* _Trecho extraído_
# # # # # # #

O princípio nemo tenetur se detegere já
encontra sua aplicação em território
brasileiro no período colonial quando da vigência das Ordenações Manuelinas, nas quais se encontra dispositivo
legal a assegurá-lo, em seu Livro III, Título XL, nos termos de que “no feito crime não é a
parte obrigada a depor aos artigos que contra ela forem dados”. O acusado, contudo, ainda
poderia ser submetido a tormentos e ao pagamento de multa, de acordo com a gravidade do caso,
para prestar depoimento.
Em 25
de março de 1824[18],
Dom Pedro I, Imperador Constitucional, outorga a Constituição do Império a qual, inspirada pelo
liberalismo inglês e pelo movimento humanitário
produzido pelo Iluminismo43, proscreveu a prática da tortura.
As
Ordenações Filipinas continuariam a
viger em matéria processual penal até o advento do Código de Processo Criminal de Primeira Instância de
1832, no qual o interrogatório passou a ser tido como ato de defesa, por influência dos ideais
iluministas, entendendo a doutrina da época que o acusado não deveria prestar
juramento e não precisava responder às perguntas feitas pela autoridade.

# # # # # # #

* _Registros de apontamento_
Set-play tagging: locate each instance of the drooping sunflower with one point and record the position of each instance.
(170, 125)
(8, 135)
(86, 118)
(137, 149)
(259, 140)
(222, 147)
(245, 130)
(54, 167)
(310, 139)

# # # # # # #

* _Requisitos_
a: Imprima tudo o que vai de "O princípio nemo" até "prática da tortura." no trecho sobre o princípio nemo tenetur, sem mudar nenhuma palavra.
b: Prossiga com o trecho sobre o princípio nemo tenetur a partir da última frase apresentada.

* _Conjunto de respostas_
a:
O princípio nemo tenetur se detegere já
encontra sua aplicação em território
brasileiro no período colonial quando da vigência das Ordenações Manuelinas, nas quais se encontra dispositivo
legal a assegurá-lo, em seu Livro III, Título XL, nos termos de que “no feito crime não é a
parte obrigada a depor aos artigos que contra ela forem dados”. O acusado, contudo, ainda
poderia ser submetido a tormentos e ao pagamento de multa, de acordo com a gravidade do caso,
para prestar depoimento.
Em 25
de março de 1824[18],
Dom Pedro I, Imperador Constitucional, outorga a Constituição do Império a qual, inspirada pelo
liberalismo inglês e pelo movimento humanitário
produzido pelo Iluminismo43, proscreveu a prática da tortura.

b:
Nessa
senda, explica Paulo Hamilton Siqueira Júnio, in litteris:
“José
Antônio de Andrade Góes observa que “o Código Imperial, afastando-se do sistema inglês, sofreu visível influência do
Código Napoleônico do ano de 1808, sendo o interrogatório naquele período
realizado em público, depois de conhecidas as peças do processo, limitadas as perguntas a
fazer, caracterizando um autêntico ato de
defesa, eis que ditas perguntas tendem a pedir o acusado as provas de sua inocência [...]”.
Assim,
conclui-se que sob a égide do Código Criminal do Império o interrogatório era ato de defesa, ficando o
magistrado adstrito às perguntas fixadas pelo estatuto processual.
Já na
Constituição Republicana de 1891 foi assegurada ao acusado a plena defesa,
sendo estabelecido por construção
doutrinária que o interrogatório realizado sob coação era proibido.
Ainda,
os Estados-Membros receberam autonomia legislativa, para legislar sobre normas de processo, não sendo o tratamento do
direito ao silêncio uniforme – v.g. os Códigos dos Estados do Rio Grande do Sul, Paraná e do
Distrito Federal adotaram posicionamento no sentido de que o silêncio do acusado poderia
ser interpretado em seu desfavor.
As Constituições brasileiras de 1934 e 1937
restauraram a unidade processual, centralizando na União a capacidade para
legislar sobre direito penal e processual penal.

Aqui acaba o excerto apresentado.